## Selected extract
<<<<
Things for young workers are worse since besides the cuts in benefits and the further 22% reduction in everyone’s salary, the new Memorandum provides for a further cut of 10% for those under 25 years of age.

Similarly, there is going to be a total removal of 150000 public servants in 2015.

1)    Pensions
A framework law for the supplementary funds in order to reduce the service charge by 0.4% of the GDP (600m euros reduction). The measure is specified to reductions by 15% of the main PPC, OTE and Banks insurance funds and a 7% reduction in the Nautical Insurance Fund. Reductions begin on 1.1.2012.
Review in late June of funds with periodic lump sum payments.
System of collection of contributions. Revision of the method of fundraising. Completion of the program by September 2012. From March 2012 onwards there will be a unification of contributions and taxes and a consolidation of control of payment of taxes and insurance contributions.

2)    Allowance
Savings target totaling 1.5% of the GDP for the program period (2013-2015). The measures will include holiday programs and an income limit for providing benefits.

3)    Labour market
Reduction in unit labor costs by 15% during the term of the program. Social dialogue. If by the end of February an agreement hasn’t been reached, then it is up to the government to take the legislative initiative to adjust its cost.
>>>>
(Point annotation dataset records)
<<<<
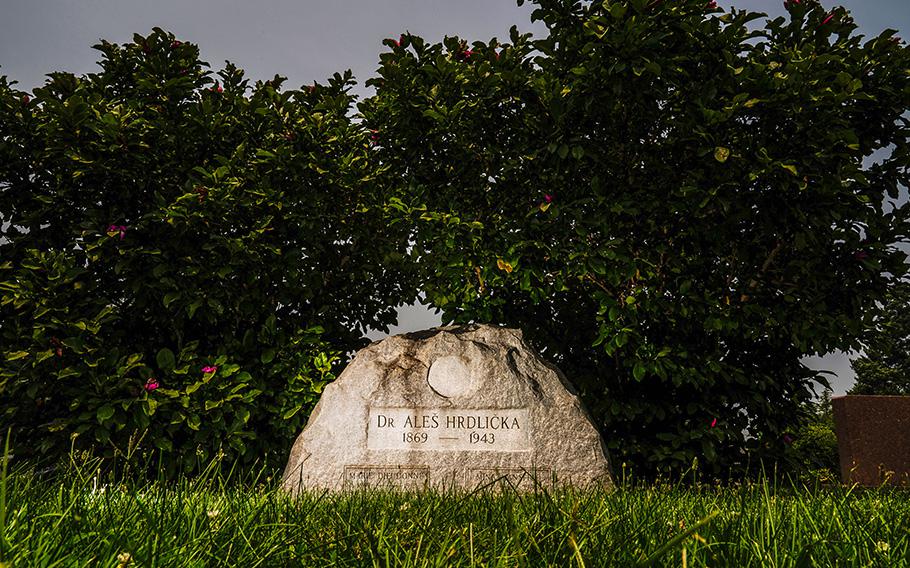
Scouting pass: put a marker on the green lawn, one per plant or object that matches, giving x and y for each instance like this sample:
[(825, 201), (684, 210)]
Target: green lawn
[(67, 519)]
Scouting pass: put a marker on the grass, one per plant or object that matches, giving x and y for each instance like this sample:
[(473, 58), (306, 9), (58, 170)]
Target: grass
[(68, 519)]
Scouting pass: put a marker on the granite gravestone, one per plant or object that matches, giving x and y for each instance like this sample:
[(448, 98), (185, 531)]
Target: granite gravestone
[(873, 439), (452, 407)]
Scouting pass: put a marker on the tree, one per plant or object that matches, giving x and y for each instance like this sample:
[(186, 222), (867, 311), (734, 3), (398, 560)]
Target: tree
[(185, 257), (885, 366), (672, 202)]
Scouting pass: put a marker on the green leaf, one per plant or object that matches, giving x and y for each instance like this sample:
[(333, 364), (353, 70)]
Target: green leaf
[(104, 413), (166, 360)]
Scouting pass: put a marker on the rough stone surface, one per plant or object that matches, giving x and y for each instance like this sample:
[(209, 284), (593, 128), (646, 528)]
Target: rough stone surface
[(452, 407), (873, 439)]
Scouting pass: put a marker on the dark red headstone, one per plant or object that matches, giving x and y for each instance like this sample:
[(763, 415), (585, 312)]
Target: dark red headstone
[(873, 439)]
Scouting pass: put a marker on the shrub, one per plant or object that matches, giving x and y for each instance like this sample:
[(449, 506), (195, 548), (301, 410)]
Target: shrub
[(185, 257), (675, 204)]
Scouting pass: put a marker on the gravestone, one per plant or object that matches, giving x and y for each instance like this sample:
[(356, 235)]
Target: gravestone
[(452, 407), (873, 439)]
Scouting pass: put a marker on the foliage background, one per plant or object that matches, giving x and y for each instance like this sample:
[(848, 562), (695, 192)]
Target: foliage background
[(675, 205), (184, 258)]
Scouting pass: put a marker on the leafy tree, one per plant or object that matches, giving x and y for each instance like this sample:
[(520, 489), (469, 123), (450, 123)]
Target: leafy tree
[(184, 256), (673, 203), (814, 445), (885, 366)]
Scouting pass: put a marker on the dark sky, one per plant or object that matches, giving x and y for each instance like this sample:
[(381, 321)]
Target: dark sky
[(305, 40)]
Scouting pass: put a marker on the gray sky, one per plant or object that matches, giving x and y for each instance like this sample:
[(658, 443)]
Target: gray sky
>>>>
## Required actions
#1 Reproduce the passage on the new Memorandum's austerity measures between "System of collection" and "and insurance contributions.", inclusive.
#2 In the passage on the new Memorandum's austerity measures, by how much are unit labor costs to be reduced during the term of the program?
#3 Carry on the passage on the new Memorandum's austerity measures from its last sentence.

## Responses per task
#1
System of collection of contributions. Revision of the method of fundraising. Completion of the program by September 2012. From March 2012 onwards there will be a unification of contributions and taxes and a consolidation of control of payment of taxes and insurance contributions.

#2 By 15%.

#3
Measures:
-    Structural measures in collective bargaining
-    Maximum duration of collective agreements: three years
-    Current contracts expire one day after the program
-    Continuance: reducing the time from six months to three.
-    To the extent that there is no new collective agreement within three months, the basic salary is that of EGSEE. Additional benefits are maintained generally, such as: position, children, education, hazard. These are continued until a new agreement (collective or individual).
-    Elimination of permanence in all companies
-    Salary freeze until unemployment falls below 10%.
-    Elimination of unilateral recourse to arbitration. Only basic salaries can come to arbitration. The economic situation of the company must be taken into account.
-    Adapting the basic salary
-    Reduction of the basic salary by 22% on all levels.
-    Freezing of the minimum levels to be determined after the reduction by the end of the programming period.
-    An additional reduction of 10%
-    By the end of July 2012, there should be a clear timetable for the review of EGSSE to align this with competing countries.
-    Non-wage costs
-    Reduction of contributions by 2% with the elimination of the contributions of OEK-OEE. The two organizations are shut down.
-    A further reduction ib social security by 3% from 1.1.2013 without overloading the budget. Hopefully the efficiency will be increased in the collection of contributions. If there is a reduction in income coming from the additional cost of the budget, there is a budget adjustment for all pensions as a provision.
-    After the actuarial debate the special supplementary funds of companies with a significant cost of contributions are to be treated as contributions from other operations covered by IKA. In any case, they will not burden the state budget.
In case these measures do not work, there will be additional measures.

4)    Measures for Public Sector employees
Review of all special payslips to savings of 0.2% of the GDP on an annual basis.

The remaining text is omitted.